*Listed records*:
=====

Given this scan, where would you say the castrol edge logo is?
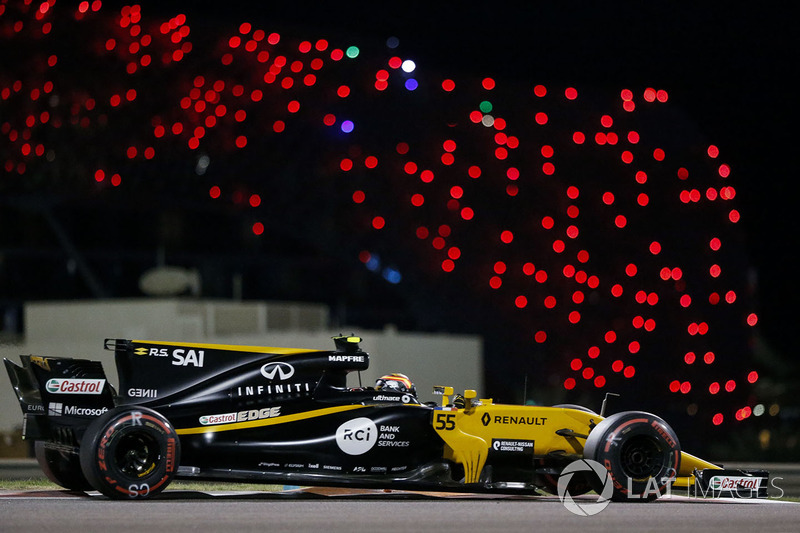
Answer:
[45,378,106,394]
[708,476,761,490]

=====

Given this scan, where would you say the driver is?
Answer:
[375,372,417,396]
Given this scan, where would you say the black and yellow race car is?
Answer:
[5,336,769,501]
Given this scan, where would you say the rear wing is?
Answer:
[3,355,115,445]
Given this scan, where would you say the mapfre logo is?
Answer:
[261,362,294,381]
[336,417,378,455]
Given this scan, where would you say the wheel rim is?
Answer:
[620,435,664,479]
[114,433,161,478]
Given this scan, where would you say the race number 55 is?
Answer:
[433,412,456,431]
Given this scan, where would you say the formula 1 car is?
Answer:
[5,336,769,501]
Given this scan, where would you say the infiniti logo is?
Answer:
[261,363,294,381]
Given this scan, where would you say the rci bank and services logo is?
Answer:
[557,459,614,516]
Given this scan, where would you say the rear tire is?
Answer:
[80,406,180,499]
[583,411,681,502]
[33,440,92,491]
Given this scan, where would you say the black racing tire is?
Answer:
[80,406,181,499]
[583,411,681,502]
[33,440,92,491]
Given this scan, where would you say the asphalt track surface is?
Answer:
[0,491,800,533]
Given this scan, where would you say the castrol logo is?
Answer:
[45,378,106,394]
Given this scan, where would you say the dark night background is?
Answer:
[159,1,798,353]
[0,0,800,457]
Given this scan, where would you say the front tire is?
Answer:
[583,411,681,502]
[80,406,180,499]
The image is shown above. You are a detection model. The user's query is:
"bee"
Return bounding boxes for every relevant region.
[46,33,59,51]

=====

*Short problem*: Please copy the lines of the records from the one containing "Given this scan, where would you say the front" through the one containing "[46,33,59,51]", word for word and including both of those lines.

*In response*:
Given this scan, where would you say the front tire is?
Answer:
[583,411,681,502]
[80,406,180,499]
The image is shown above. You are a detection model. The user's query is:
"bee"
Return bounding boxes for every relevant region.
[46,33,59,51]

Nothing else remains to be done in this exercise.